### [Problem statement]
Copy all lines holding the word "porthole" from the entries.

### [Data for the task]
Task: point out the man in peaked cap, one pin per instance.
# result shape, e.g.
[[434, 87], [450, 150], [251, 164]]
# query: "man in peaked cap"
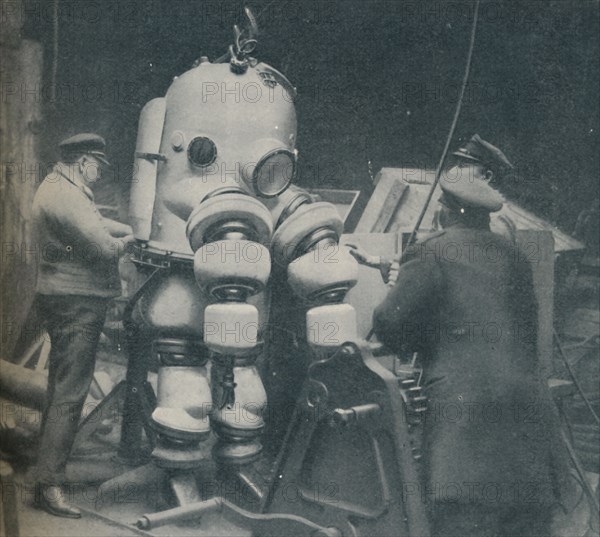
[[77, 276], [464, 301], [479, 159]]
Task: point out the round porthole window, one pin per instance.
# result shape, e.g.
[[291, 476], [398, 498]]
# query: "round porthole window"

### [Solution below]
Task: point out the round porthole window, one pin per instance.
# query: "round porthole window"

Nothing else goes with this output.